++++ Supplied passage ++++

Placido Maria Schiaffino, O.S.B. Oliv. (8 September 1829 – 23 September 1889) was an Italian prelate of the Catholic Church who held senior positions in the Benedictine order and in the Roman Curia. He was made a cardinal in 1885.

==Biography==
Placido Maria Schiaffino was born to a family of modest means in Genoa on 5 September 1829. He studied there and entered the Order of Saint Benedict Olivetana at the monastery of San Girolamo di Quarto a Mare near Genoa in 1846, taking his vows on 17 October 1847. He studied philosophy at Collegio Romano in 1847, but political turmoil interrupted his education and he became master of novices in the Olivetan monastery of Sicily the next year. He took up his studies in Rome again in 1850, was ordained a priest in 1852, and earned his doctorate in theology in 1854.

Based in the convent of Monte Oliveto Maggiore in Siena, he was a preacher for several years and became chancellor of his congregation on 15 May 1859 and abbot ordinary and vicar general of his congregation on 3 June 1870, and in that role participated in the First Vatican Council.

++++ Records ++++

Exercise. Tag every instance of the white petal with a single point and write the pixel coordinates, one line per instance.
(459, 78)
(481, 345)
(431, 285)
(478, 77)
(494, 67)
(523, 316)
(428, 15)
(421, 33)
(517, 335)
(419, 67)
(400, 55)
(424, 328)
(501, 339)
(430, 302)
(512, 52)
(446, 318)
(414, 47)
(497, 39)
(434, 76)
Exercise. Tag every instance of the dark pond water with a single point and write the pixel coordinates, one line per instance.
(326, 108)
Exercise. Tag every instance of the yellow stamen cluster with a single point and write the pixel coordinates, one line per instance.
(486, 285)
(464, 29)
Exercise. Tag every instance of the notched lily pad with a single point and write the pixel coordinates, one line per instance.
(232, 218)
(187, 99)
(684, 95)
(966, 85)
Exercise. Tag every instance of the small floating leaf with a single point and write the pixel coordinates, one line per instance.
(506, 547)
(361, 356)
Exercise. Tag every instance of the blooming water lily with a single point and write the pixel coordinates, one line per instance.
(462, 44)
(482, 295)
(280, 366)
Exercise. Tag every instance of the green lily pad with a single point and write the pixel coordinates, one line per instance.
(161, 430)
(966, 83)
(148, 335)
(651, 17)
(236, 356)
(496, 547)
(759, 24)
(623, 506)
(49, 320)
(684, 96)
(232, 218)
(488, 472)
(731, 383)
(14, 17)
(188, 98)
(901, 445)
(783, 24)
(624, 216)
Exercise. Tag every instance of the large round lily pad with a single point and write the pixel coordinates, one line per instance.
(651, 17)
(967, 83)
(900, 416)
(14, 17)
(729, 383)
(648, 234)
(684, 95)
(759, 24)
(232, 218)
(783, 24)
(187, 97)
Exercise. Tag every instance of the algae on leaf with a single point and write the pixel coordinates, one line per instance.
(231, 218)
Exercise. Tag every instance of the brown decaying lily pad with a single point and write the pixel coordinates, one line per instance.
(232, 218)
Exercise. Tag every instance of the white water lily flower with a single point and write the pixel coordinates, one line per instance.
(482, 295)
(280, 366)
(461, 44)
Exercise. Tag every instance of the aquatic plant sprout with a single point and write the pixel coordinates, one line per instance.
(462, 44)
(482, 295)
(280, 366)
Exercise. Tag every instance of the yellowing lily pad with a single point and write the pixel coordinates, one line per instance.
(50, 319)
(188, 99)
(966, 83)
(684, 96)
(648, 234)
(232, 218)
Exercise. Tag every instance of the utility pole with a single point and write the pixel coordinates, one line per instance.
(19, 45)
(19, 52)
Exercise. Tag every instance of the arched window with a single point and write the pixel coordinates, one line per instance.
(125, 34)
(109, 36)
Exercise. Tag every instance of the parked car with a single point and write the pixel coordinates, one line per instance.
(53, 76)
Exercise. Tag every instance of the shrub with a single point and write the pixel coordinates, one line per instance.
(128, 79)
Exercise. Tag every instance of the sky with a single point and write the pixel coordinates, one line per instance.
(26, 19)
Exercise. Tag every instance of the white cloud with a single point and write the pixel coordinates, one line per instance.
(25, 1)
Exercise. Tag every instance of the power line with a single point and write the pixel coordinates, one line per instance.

++++

Required tasks >>
[1] Which dates in the Schiaffino biography are given with day, month and year? List every one.
[2] Edit the Schiaffino biography by giving everything from "Placido Maria Schiaffino, O.S.B." down to "theology in 1854." again, with "prelate" replaced by "churchman".
[3] Proceed with the biography of Placido Maria Schiaffino from the point where it stops.
Nothing in the rows is needed here.

Answers below >>
[1]
8 September 1829
23 September 1889
5 September 1829
17 October 1847
15 May 1859
3 June 1870

[2]
Placido Maria Schiaffino, O.S.B. Oliv. (8 September 1829 – 23 September 1889) was an Italian churchman of the Catholic Church who held senior positions in the Benedictine order and in the Roman Curia. He was made a cardinal in 1885.

==Biography==
Placido Maria Schiaffino was born to a family of modest means in Genoa on 5 September 1829. He studied there and entered the Order of Saint Benedict Olivetana at the monastery of San Girolamo di Quarto a Mare near Genoa in 1846, taking his vows on 17 October 1847. He studied philosophy at Collegio Romano in 1847, but political turmoil interrupted his education and he became master of novices in the Olivetan monastery of Sicily the next year. He took up his studies in Rome again in 1850, was ordained a priest in 1852, and earned his doctorate in theology in 1854.

[3]
Pope Leo XIII, who while bishop of Perugia had heard Schiaffino preach in 1868, appointed him titular bishop of Nissa on 30 August 1878. He received his episcopal consecration on 1 September 1878 from Cardinal Raffaele Monaco La Valletta, vicar general of Rome and was named president of the Pontifical Academy of Ecclesiastical Noble on 2 November 1878. Pope Leo made him secretary of the Congregation of Bishops and Regulars on 18 November 1884.

Pope Leo raised him to the rank of cardinal on 27 July 1885 and assigned him as a cardinal priest the title of Santi Giovanni e Paolo on 30 July.

He was named prefect of the Congregation of the Index on 6 April 1888, where he served until he was appointed Vatican Librarian on 20 February 1889. Beginning 18 May 1889, he was also the administrator of the Benedictine abbey in Subiaco.

He died in the abbey of Subiaco on 23 September 1889 at the age of 60.